Passage:
%%
I know that reading fanfiction can leave scars. Stumbling upon a particularly rancid piece can keep me disgusted for hours. But I didn’t really think, until recently, about how it has affected my ability to enjoy regular fiction.
Maybe part of the reason is that I now read fiction critically, thinking about plot and characterization and how effectively the author is or is not using them, instead of just enjoying the story. I realized this when I read Eragon the other day and found that I could neatly sum it up as ‘Lord of the Rings, with dragons and a touch of Star Wars’. No offense to the author intended; it’s still an incredibly well-written novel for such a young author. Even though the characters are a little flat and don’t really change at all. (On a side note, I really want to see the movie now just because the actor who plays Ba’al in Stargate is in it. He is the classiest alien villain ever!)
%%
Data block:
%%
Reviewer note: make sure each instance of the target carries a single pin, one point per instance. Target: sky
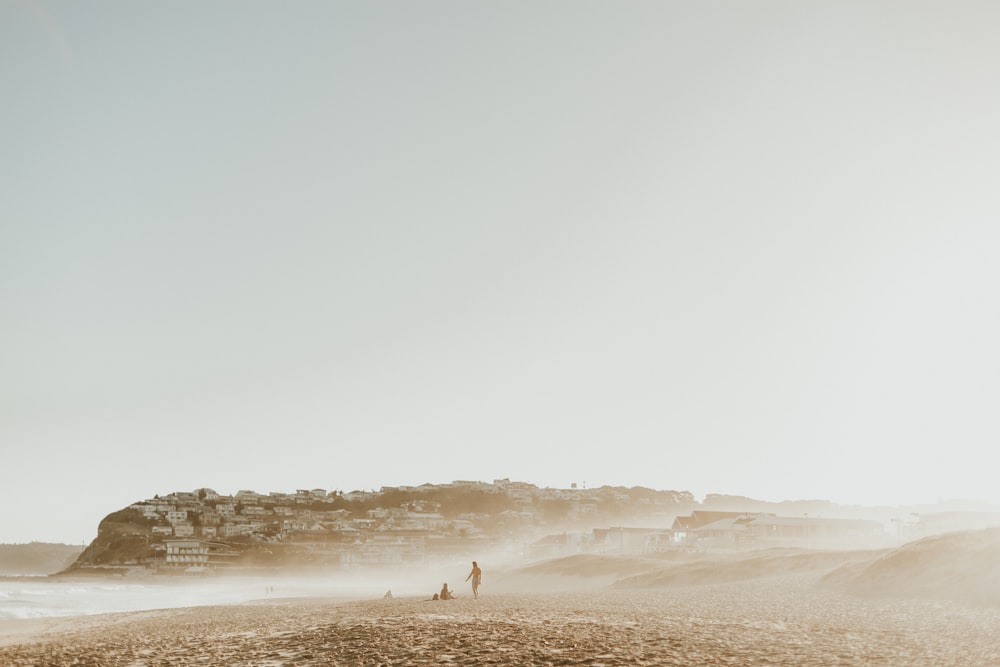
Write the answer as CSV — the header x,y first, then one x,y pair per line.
x,y
720,247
%%
Tasks to complete:
- A) In the passage about fanfiction and reading, what phrase does the writer use to sum up Eragon?
- B) Carry on the passage about fanfiction and reading from its final sentence.
The lines shown after the passage about fanfiction are not needed here.

The responses:
- A) "Lord of the Rings, with dragons and a touch of Star Wars."

- B)
One more little recent story and then I’ll get to the point. Today I asked my little brother why I should read the Septimus Heap books. He rattled off something about wizards and seventh sons and the Darke side and time travel. I thought, Harry Potter meets Star Wars meets Artemis Fowl? Is anything original anymore? Why does everything eventually end up sounding the same?
Once again, no offense to the author. But this, along with trying rather unsuccessfully to come up with some spectacular Alex Rider-esque stunts for a chase scene across London (which may or may not end up happening), made me think: do I really write original stories that leave my readers gasping? Do I take my characters on grand adventures with new twists and turns, or do I just combine old elements in slightly different ways?
From the mathematical perspective, chances are that I haven’t really written anything new. And not just because I’m writing fanfiction. I mean, there’s only a limited number of elements you can have in your story, and usually they follow the ‘build up conflict then resolve it’ pattern. So that’s even more limiting. True, there’s a very very large number of combinations that still make sense, and creativity is (in theory) unlimited – but then how come so many stories are, when you look past the different characters and worlds – the same?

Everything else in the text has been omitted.